◆ TASK OBJECTIVE
Can you render all of these lines as a two-column CSV headed line_text and coordinates, with one row per line that holds its text and its answer, each in a single quoted field with line breaks turned into spaces? Leave the pictures out.

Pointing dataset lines
-- -- --

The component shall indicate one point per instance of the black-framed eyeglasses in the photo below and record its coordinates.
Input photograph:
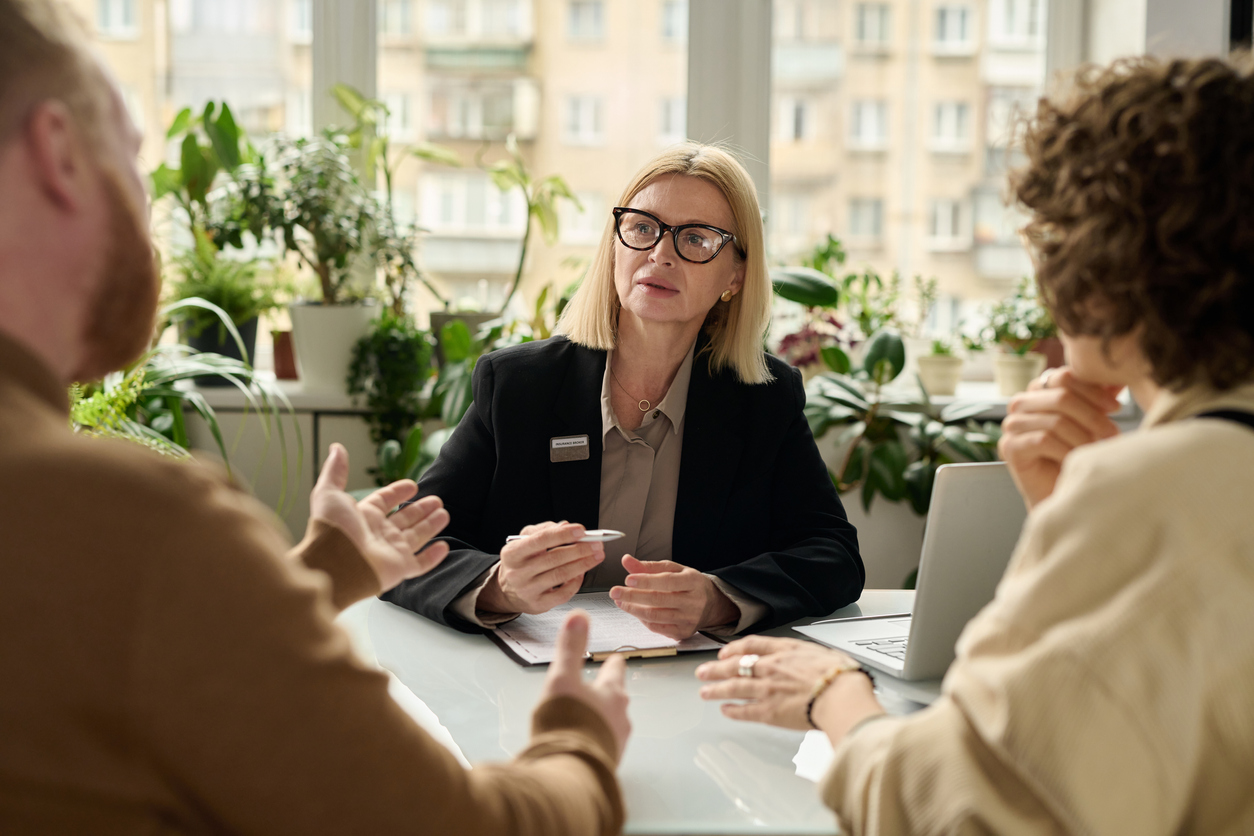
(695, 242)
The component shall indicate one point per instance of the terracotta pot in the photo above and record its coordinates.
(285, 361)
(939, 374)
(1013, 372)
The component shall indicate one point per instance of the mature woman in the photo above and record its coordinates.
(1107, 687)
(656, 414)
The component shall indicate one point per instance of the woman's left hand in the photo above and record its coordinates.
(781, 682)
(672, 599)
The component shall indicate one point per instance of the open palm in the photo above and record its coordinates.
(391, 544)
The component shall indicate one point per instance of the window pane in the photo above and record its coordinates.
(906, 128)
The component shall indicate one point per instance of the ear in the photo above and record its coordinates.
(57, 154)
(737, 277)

-- -- --

◆ FINISHED ANSWER
line_text,coordinates
"The component shall indicate one point per instance of the black-framed eyeglasses in the photo below and record its coordinates. Input photograph:","(695, 242)"
"The component shall indicate one point per instance of the terracotta pot in the photo above and record its coordinates.","(285, 361) (939, 374) (1013, 372)"
"The component shall indicate one point per instance of the mature woman in the photo above and record its coordinates.","(1107, 687) (656, 414)"
"The component shall indicate one point per instance of the woman's left hand in the photo above and record its coordinates.","(781, 682) (672, 599)"
"The component shall indicate one point per instance of the open palm in the photo above and record its coordinates.","(391, 544)"
"The component shall indicate one point per instance of the window pane in the photo above and record its coordinates.","(906, 128)"
"The component shall indicate one point per instance of the ear in the photo above and record its coordinates.","(57, 154) (737, 277)"